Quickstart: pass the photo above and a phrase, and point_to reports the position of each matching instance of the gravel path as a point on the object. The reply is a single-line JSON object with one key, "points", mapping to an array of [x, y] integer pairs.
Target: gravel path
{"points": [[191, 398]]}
★ ★ ★
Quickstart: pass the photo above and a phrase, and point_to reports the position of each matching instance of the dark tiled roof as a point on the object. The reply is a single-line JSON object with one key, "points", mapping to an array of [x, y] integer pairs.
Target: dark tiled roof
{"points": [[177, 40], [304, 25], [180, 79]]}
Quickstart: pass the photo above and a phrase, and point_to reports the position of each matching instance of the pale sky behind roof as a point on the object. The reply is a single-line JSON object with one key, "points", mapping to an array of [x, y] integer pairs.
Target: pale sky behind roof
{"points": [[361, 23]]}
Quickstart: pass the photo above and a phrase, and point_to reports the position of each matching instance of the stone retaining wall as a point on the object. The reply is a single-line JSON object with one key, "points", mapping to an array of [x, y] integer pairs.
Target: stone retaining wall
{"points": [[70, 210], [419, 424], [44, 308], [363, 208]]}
★ ★ ★
(To do) Search the data for "JSON" and list every line in which it occurs.

(Result below)
Quickstart: pass the photo above and a phrase, and point_to reports the position of each matching instance of the gravel path as a point on the object. The reply is a single-line JSON object with one key, "points", mapping to an array of [x, y] integer pairs.
Quickstart: pass the photo above and a phrase, and point_to reports the position of each matching instance of the dark tiled roof as a point on the object. The reply is a single-line JSON object with one key, "points", mapping to an array of [x, y] integer pairs.
Quickstart: pass the photo above and a phrase, and point_to reports the position of each matching instance of the pale sky behind roof as a point on the object. The reply is a single-line JSON object with one key, "points", mapping to an array of [x, y] integer pairs.
Quickstart: pass the photo above and a phrase, and point_to reports the position of each matching instance of the stone retaining wall as a point on the object. The reply is a single-line JSON object with one key, "points", mapping to an array of [x, y] integer pairs.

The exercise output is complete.